## Material for this exercise
>> Begin
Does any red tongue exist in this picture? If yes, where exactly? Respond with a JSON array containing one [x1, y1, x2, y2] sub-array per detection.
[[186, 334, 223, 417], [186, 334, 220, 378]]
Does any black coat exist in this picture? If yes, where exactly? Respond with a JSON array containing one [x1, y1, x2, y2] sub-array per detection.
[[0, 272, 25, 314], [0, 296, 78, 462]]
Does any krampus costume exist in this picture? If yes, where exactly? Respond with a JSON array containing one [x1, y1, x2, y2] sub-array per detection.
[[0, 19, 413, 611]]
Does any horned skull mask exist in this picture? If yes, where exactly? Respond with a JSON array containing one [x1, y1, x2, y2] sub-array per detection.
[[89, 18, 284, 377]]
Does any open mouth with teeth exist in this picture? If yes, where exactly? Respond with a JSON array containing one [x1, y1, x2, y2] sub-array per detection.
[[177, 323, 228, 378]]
>> End
>> Begin
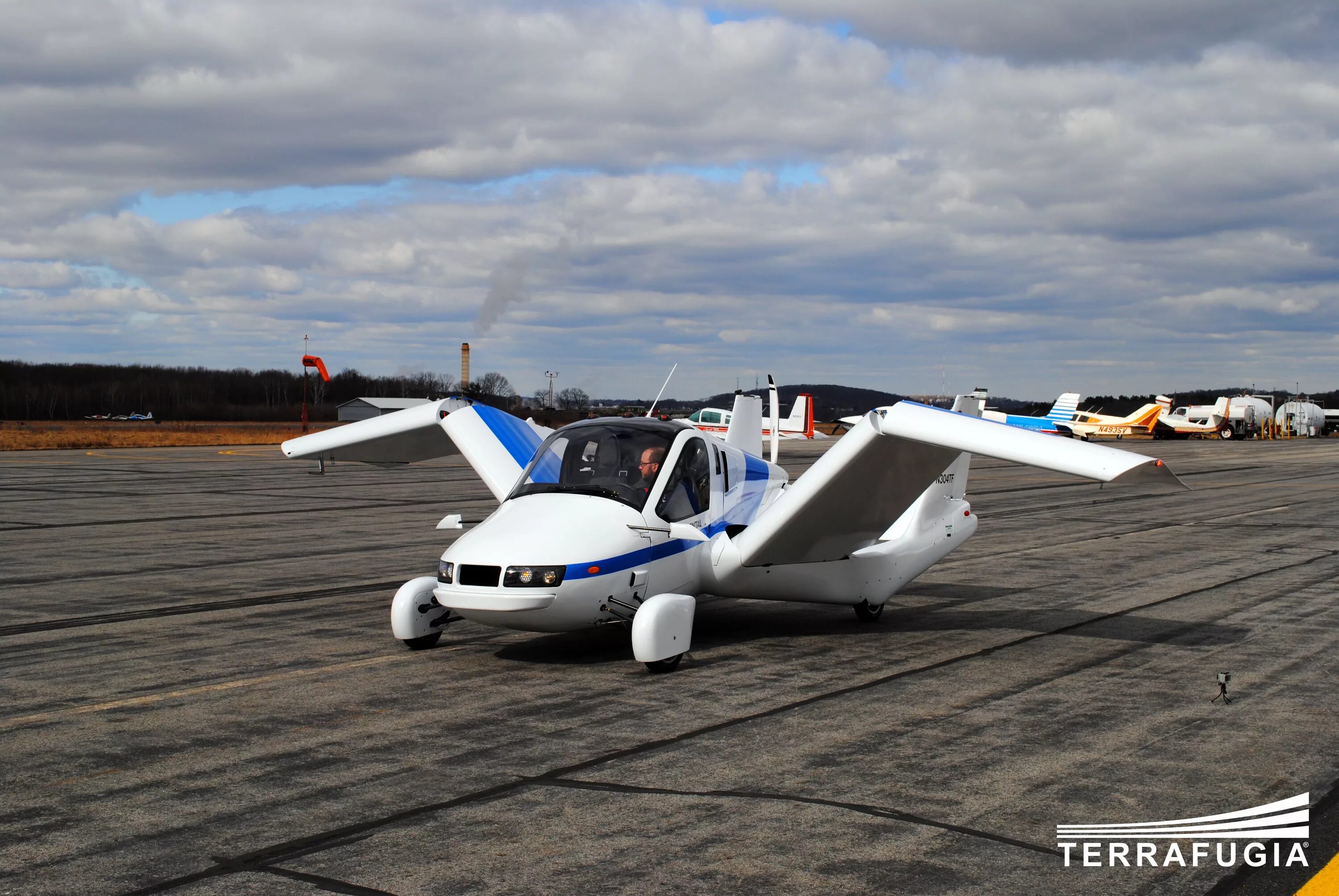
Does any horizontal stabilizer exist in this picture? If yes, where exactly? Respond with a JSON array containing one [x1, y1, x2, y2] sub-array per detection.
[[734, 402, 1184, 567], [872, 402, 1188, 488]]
>> End
>> Begin
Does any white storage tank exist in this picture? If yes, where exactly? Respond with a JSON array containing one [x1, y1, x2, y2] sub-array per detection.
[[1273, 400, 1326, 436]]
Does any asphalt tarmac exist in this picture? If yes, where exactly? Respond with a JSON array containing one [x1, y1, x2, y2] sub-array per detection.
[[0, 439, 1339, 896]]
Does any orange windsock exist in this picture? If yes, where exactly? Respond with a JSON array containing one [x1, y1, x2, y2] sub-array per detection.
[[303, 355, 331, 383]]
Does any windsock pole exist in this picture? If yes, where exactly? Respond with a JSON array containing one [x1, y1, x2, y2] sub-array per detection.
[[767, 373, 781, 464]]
>> End
Reproduce, without alteration, the portion of the entries above that begins with the line containing "Does any krampus" and ends with the line containing "[[89, 18, 284, 377]]", including both of those lines.

## Full solution
Does any krampus costume exist in this picture? If yes, where exactly? Respond with a JSON array containing one [x1, y1, x2, y2] sub-array per detection.
[[0, 19, 413, 611]]
Does any horned skull mask exist in this picture? If yes, where exactly? Respond with a JSON array containing one [x1, y1, x2, y2] sub-array per detection.
[[89, 18, 284, 377]]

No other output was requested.